Return every line of the rows below that contains the word "bare".

============

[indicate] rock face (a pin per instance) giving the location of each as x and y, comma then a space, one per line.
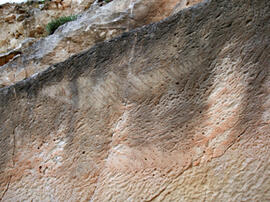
97, 24
175, 111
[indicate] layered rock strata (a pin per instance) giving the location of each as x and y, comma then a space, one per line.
97, 24
176, 111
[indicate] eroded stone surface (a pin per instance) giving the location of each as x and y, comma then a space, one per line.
99, 23
176, 111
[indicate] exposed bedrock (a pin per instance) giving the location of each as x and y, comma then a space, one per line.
175, 111
96, 24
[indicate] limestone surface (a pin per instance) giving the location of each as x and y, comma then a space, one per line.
98, 23
178, 110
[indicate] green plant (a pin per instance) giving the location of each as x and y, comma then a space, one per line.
54, 24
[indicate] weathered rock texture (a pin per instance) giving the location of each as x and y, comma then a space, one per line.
97, 24
19, 22
175, 111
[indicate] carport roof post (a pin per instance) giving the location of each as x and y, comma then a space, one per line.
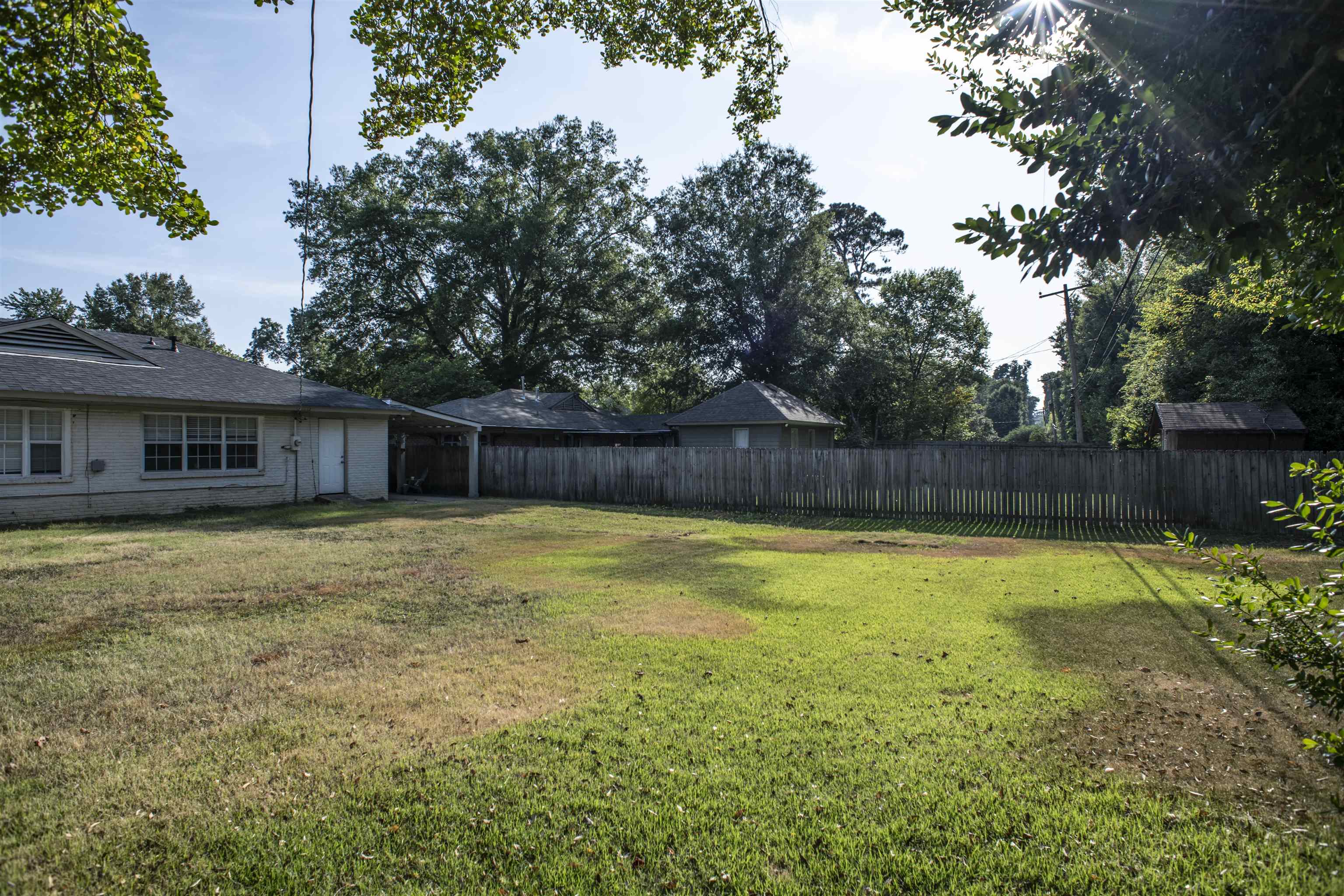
421, 420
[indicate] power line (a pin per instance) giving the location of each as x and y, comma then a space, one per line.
1022, 352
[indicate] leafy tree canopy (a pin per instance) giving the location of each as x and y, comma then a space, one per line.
518, 252
151, 305
432, 57
912, 363
87, 111
27, 304
864, 244
754, 288
144, 304
1219, 122
1200, 339
85, 117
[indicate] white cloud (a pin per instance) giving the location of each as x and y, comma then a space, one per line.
889, 49
244, 131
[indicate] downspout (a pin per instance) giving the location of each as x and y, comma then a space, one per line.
88, 472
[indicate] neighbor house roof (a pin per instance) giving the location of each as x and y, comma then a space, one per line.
753, 403
49, 357
515, 409
1228, 417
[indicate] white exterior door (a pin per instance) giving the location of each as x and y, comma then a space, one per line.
331, 457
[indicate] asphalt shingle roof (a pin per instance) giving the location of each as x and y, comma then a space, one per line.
191, 374
1228, 417
753, 403
515, 409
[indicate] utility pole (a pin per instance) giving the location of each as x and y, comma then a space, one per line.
1073, 364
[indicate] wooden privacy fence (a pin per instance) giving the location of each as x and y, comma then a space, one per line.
1210, 490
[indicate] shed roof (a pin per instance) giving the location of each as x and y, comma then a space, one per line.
753, 402
136, 367
1228, 417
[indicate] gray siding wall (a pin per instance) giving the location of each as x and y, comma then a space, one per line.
722, 436
115, 436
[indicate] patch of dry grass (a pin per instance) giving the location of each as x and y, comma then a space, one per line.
675, 620
492, 695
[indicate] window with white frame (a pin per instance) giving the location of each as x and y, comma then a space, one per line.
33, 442
201, 442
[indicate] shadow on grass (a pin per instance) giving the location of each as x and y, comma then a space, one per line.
1051, 531
1141, 630
705, 569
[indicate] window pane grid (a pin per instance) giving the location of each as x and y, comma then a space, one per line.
45, 458
241, 429
33, 442
11, 458
163, 427
176, 442
203, 456
11, 426
45, 426
205, 429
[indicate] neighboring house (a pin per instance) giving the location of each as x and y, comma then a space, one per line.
754, 416
1228, 426
98, 424
518, 418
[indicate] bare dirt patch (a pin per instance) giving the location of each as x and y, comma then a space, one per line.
1208, 739
678, 620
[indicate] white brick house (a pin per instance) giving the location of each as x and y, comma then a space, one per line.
98, 424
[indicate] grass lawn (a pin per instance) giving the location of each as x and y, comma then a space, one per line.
521, 698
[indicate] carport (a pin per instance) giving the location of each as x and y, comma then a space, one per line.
439, 451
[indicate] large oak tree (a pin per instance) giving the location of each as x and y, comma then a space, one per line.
756, 290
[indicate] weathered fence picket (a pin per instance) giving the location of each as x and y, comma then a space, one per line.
1205, 490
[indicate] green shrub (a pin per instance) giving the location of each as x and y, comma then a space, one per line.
1287, 624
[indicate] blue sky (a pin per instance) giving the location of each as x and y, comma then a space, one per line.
857, 98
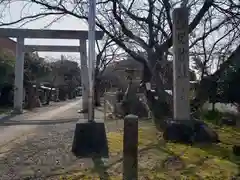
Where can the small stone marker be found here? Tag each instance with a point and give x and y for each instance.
(130, 148)
(181, 64)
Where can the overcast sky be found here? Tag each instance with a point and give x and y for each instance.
(15, 11)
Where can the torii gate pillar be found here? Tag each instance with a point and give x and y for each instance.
(19, 76)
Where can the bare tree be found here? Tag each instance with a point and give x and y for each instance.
(108, 52)
(146, 25)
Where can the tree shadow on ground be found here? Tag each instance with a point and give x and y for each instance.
(39, 122)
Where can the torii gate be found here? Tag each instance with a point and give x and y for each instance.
(21, 34)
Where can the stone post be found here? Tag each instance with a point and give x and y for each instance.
(181, 64)
(19, 76)
(84, 75)
(130, 147)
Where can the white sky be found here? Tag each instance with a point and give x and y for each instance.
(66, 23)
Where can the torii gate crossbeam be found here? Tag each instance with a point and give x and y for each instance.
(21, 34)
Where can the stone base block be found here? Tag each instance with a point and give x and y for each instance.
(90, 140)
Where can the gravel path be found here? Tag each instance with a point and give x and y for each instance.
(44, 152)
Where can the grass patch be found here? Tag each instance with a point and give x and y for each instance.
(4, 110)
(160, 160)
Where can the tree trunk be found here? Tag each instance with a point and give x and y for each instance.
(50, 92)
(97, 92)
(157, 101)
(31, 97)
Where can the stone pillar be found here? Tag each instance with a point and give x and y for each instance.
(84, 75)
(130, 147)
(181, 64)
(19, 76)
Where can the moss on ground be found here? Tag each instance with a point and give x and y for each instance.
(160, 160)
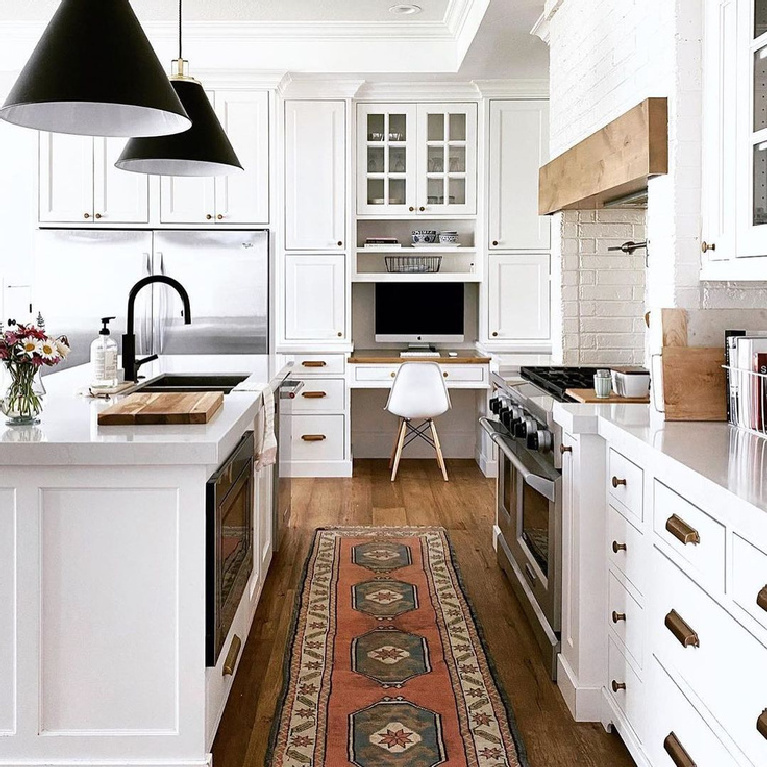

============

• _FINISHED ANSWER_
[indicate] bare dirt patch (a pin per instance) giving the location of each as x and y, comma then a space, one per line.
Where can the bare tree be found here? Tag each instance with a point and give x and y for each instance.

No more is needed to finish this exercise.